→ Task
Tally the lines below that contain "jacket" and reply with only the tally.

→ Stored items from a collection
____

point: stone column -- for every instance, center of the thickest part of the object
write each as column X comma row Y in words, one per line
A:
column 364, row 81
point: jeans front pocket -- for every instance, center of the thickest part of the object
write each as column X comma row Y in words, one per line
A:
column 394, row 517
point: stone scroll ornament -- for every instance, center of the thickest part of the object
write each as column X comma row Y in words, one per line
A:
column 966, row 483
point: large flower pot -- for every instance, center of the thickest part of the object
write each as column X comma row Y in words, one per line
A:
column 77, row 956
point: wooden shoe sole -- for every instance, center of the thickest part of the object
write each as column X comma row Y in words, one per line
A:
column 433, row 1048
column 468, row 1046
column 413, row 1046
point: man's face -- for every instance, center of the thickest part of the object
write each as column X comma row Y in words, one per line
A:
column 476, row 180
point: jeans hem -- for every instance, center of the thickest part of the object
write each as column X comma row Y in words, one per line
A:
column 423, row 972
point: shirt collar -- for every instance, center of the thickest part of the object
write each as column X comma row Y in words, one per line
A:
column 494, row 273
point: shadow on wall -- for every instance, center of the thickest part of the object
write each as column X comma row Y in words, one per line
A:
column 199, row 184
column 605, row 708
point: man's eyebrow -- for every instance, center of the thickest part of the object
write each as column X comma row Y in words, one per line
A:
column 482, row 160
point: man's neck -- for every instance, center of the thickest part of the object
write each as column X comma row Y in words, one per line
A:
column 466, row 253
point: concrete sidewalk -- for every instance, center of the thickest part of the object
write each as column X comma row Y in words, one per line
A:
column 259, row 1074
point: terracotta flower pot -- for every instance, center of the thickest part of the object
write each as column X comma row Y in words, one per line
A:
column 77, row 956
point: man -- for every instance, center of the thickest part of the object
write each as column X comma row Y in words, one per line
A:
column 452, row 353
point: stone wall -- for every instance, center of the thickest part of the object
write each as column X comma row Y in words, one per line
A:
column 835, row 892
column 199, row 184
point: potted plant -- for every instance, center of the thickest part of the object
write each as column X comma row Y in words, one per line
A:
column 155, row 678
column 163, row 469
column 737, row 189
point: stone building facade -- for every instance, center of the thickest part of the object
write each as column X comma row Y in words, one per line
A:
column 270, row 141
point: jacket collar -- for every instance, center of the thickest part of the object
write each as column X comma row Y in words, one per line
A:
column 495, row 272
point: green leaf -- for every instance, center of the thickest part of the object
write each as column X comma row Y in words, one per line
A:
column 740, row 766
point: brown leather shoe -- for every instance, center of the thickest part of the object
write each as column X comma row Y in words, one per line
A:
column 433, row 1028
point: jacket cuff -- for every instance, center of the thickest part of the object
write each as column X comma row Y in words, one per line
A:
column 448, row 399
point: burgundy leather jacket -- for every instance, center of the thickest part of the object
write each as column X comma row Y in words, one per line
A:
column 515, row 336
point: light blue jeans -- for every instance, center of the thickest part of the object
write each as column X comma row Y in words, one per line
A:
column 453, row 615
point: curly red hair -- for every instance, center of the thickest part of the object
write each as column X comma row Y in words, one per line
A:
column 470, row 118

____

→ Written answer
3